• [Provided passage]:
····················
Anywoo, I pulled out the "Retro 1930's" pattern I got from Jo Anns earlier today along with some purple fabric a friend gave me. I have exactly the right amount of yardage to make the dress and I think with the way the bodice is shaped it will work very well for a pregnant belly this summer. Of course, I probably won't be showing too much either until later this year, but allowance for a pooch is a good thing. :) Better to loose than too tight, revealing every line and roll and wrinkle! LOL

I can't wait to start on the dress and hope to get a lot done tomorrow. I usually don't use patterns as they require so much adjusting and twinking to get them to fit right but hopefully this one won't give me too many problems! If I have enough fabric left over, since I'm thinking about making the shorter, sleeveless dress (View E), I might make the cute little jacket that goes on top.

And also, thanks to Amber at Fruit of Her Hands, I have been inspired to make bread again. I usually make a recipe that produces 2 loaves but since David does not eat bread all that much I was always having to throw dried out or molded bread away since it did not get eaten and our freezer is too small to store extra loaves. I found a good looking recipe for a basic bread on Allrecipes that only makes one loaf so I tried it today and am really excited about how it came out! It was quick and easy to make and the smells were so good while it was rising and baking!

Finally, I got to see the new baby for the first time this past week. I had had an ultrasound scheduled with my doctor for earlier this week but when I returned home from our reenactment on Sunday a message awaited me on the answering machine, informing me that my doctor had been in a serious motorcylcle accident and it was uncertain as to when he would be able to see his patients again. The doctor who is taking over for him while he recovers I have yet to meet - I hope I will like him better than the original. I had my sonogram at the hospital I plan to deliver at and to my relief the wee one showed up right away on the screen, it's little heart just beating away! It measured exactly at 10 weeks of age so that is a bit earlier than I had thought but I am relieved it is all right and excited that my new due date in late January is just 2 days after my brother's birthday.

I must go rescue a baby who keeps climbing into his brothers crib. I found him today standing on top of his dresser, having pulled from the wall a plaster mold I had made of his and Judah's wee feet back in December and thrown it on the floor! Luckily it did not break, but I must now break HIM of his climbing habit. Unsafe, indeed.



Monday, June 23, 2008

Grierson Days in Jacksonville

A whole week and no posts! I meant to post again before we left for the weekend but was so busy getting everything done that I lacked time to do it. So, to make up for it, a rather lengthy post follows. . .

We left home Friday, a little after the noon hour, and wended our way to Jacksonville. It was a comfortable, two-hour drive and we arrived at the park with plenty of time to find an ideal site to set up camp and get out the tents and the fly to put up before evening fell. David’s mom and her friend Bob came with us and halved the A frame for their dwelling place. She had the west side and he had the east side. After setting up the A frame I was reminded of how much I love it! It is so much easier to put up three poles and stake the sides down that getting out the many poles and ropes that go with setting up our wall tent.
····················
• [Information supplied]:

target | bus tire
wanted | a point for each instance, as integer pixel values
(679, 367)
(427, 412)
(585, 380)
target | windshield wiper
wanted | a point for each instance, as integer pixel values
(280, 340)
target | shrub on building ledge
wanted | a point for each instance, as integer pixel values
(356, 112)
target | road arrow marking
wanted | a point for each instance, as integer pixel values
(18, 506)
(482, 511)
····················
• [Problems to work on]:
1: In the blog post, swap "jacket" for "vest" and give the section between "I can't wait" and "goes on top.", inclusive.
2: Pick up the blog post at the point where it stops and write what comes next.

• [Numbered answers]:
1:
I can't wait to start on the dress and hope to get a lot done tomorrow. I usually don't use patterns as they require so much adjusting and twinking to get them to fit right but hopefully this one won't give me too many problems! If I have enough fabric left over, since I'm thinking about making the shorter, sleeveless dress (View E), I might make the cute little vest that goes on top.

2:
I had never been to the Jacksonville reenactment before. For the past four years or so I have been hearing great things about it and it is supposedly “THE” event to go to around here. I was anticipating a much larger event than we actually experienced but it was better organized than most other reenactments around here and the camps were laid out neatly without the crammed together, haphazard chaotic mess of tents you usually see.

We set up near the federal surgeon and had friendly neighbors in blue to our East. To our West was a cavalry unit that definitely was the unpleasant part of our sojourn. Everyone in that unit had a decidedly modern appearance, attitude and conversation and it seemed the women and children only dressed in quasi-period clothing for the battle and then changed back into modern clothing for the rest of the time. It was a little distracting but not nearly so much as the fact that the unit had a loud drunken party on Saturday night that lasted well into the wee hours of the morning. The bawdy talk and obnoxious laughter and shouting that seemed amplified to a great degree kept both David and I awake and miserable most of the night.

The next day David complained to the Union commander and he said he would speak to them about it, but that they were celebrating their 10th anniversary as a unit. Later that same day we talked to our friendly neighbors to the East and they said that that particular unit has a drunken party every year.

They were supposedly celebrating their 10th year”. David said to one soldier.
Yes, they were.” was the reply. “Last year they were celebrating their 9th.”

There were signs everywhere stating that alcohol was prohibited! If we go back again next year, I told David I will *not* camp near that unit again!

The other unpleasant part was that we were set up very near the main road that goes through Jacksonville. Motorcycles, sirens and many, many train whistles spotted the night. During the day it wasn’t as noticeable but at night it kept us awake and startled wee Judah from his slumber on more than one occasion. On the other, far side of the park the Confederate camp enjoyed comparative peace and tranquility. I was very envious of their ideal situation. Sigh.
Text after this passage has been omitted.